The problem:
Where in the data below does the word "trace" appear? Copy each line that holds it.

----- Records provided

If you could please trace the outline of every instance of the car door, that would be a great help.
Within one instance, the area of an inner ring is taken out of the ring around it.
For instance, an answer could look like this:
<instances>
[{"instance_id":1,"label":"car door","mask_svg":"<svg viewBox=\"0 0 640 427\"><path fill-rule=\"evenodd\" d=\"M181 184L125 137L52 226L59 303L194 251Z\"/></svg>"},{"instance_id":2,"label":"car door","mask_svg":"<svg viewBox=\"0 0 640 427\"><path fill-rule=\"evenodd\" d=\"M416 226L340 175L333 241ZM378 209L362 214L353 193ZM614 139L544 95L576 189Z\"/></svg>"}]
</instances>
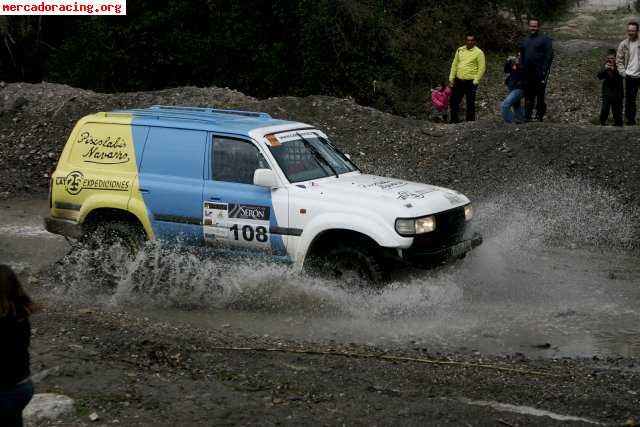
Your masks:
<instances>
[{"instance_id":1,"label":"car door","mask_svg":"<svg viewBox=\"0 0 640 427\"><path fill-rule=\"evenodd\" d=\"M153 127L139 186L157 237L202 242L202 188L207 132Z\"/></svg>"},{"instance_id":2,"label":"car door","mask_svg":"<svg viewBox=\"0 0 640 427\"><path fill-rule=\"evenodd\" d=\"M253 184L270 169L250 140L211 135L209 179L203 191L203 230L209 245L286 255L288 191Z\"/></svg>"}]
</instances>

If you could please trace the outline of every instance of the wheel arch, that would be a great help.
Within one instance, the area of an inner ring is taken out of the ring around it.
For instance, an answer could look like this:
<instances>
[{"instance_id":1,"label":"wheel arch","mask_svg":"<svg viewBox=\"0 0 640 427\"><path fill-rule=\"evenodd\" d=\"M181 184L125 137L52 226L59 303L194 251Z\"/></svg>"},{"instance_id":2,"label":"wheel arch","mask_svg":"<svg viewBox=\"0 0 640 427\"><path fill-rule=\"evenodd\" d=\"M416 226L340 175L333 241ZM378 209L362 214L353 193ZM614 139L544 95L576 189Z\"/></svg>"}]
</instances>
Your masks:
<instances>
[{"instance_id":1,"label":"wheel arch","mask_svg":"<svg viewBox=\"0 0 640 427\"><path fill-rule=\"evenodd\" d=\"M347 228L331 228L316 234L305 252L303 264L317 255L326 253L327 248L336 244L364 246L374 251L382 251L382 247L372 237Z\"/></svg>"},{"instance_id":2,"label":"wheel arch","mask_svg":"<svg viewBox=\"0 0 640 427\"><path fill-rule=\"evenodd\" d=\"M102 221L122 221L135 226L145 239L149 238L140 218L133 212L118 208L95 208L88 212L82 221L83 231L86 233Z\"/></svg>"}]
</instances>

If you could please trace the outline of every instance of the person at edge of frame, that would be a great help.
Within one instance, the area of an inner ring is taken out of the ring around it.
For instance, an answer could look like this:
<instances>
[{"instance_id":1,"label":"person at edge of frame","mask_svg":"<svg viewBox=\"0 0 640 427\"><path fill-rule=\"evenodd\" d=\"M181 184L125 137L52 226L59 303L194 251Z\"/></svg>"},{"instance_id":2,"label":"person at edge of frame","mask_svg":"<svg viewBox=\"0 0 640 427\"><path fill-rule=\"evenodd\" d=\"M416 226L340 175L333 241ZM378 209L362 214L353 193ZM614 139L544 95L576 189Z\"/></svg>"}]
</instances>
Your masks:
<instances>
[{"instance_id":1,"label":"person at edge of frame","mask_svg":"<svg viewBox=\"0 0 640 427\"><path fill-rule=\"evenodd\" d=\"M33 397L29 368L31 324L37 311L13 270L0 264L0 426L22 427L22 411Z\"/></svg>"},{"instance_id":2,"label":"person at edge of frame","mask_svg":"<svg viewBox=\"0 0 640 427\"><path fill-rule=\"evenodd\" d=\"M638 42L638 23L627 24L627 38L618 45L616 54L618 73L624 79L624 116L627 125L636 124L636 98L640 86L640 42Z\"/></svg>"},{"instance_id":3,"label":"person at edge of frame","mask_svg":"<svg viewBox=\"0 0 640 427\"><path fill-rule=\"evenodd\" d=\"M451 72L449 73L449 84L452 88L449 104L451 123L460 121L462 98L465 98L467 103L467 121L476 119L476 92L485 71L484 52L476 46L476 36L469 33L465 37L465 45L456 50L451 63Z\"/></svg>"}]
</instances>

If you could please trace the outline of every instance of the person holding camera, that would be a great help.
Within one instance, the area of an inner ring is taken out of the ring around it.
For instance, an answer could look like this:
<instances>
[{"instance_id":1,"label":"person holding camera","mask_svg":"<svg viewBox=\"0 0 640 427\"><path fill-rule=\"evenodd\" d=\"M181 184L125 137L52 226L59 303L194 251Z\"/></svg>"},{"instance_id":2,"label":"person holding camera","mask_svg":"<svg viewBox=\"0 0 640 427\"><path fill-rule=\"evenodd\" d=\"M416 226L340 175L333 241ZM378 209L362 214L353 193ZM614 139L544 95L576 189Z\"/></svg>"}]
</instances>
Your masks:
<instances>
[{"instance_id":1,"label":"person holding camera","mask_svg":"<svg viewBox=\"0 0 640 427\"><path fill-rule=\"evenodd\" d=\"M602 108L600 109L600 124L605 126L609 120L609 111L613 111L614 126L622 126L622 101L624 100L624 85L622 76L616 66L616 50L609 49L604 66L598 73L602 80Z\"/></svg>"},{"instance_id":2,"label":"person holding camera","mask_svg":"<svg viewBox=\"0 0 640 427\"><path fill-rule=\"evenodd\" d=\"M504 72L508 74L505 84L509 89L509 94L502 101L500 110L505 123L524 122L524 108L522 98L524 98L524 71L520 64L520 54L510 56L504 64Z\"/></svg>"}]
</instances>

----------

Solution for this problem:
If you could please trace the outline of every instance of the car door, that would be a great help.
If you could please trace the outline of every instance of the wheel arch, that would be a great help.
If you could please trace the outline of every instance of the person at edge of frame, that would be a great help.
If you could please trace the outline of every instance of the person holding camera, that would be a great help.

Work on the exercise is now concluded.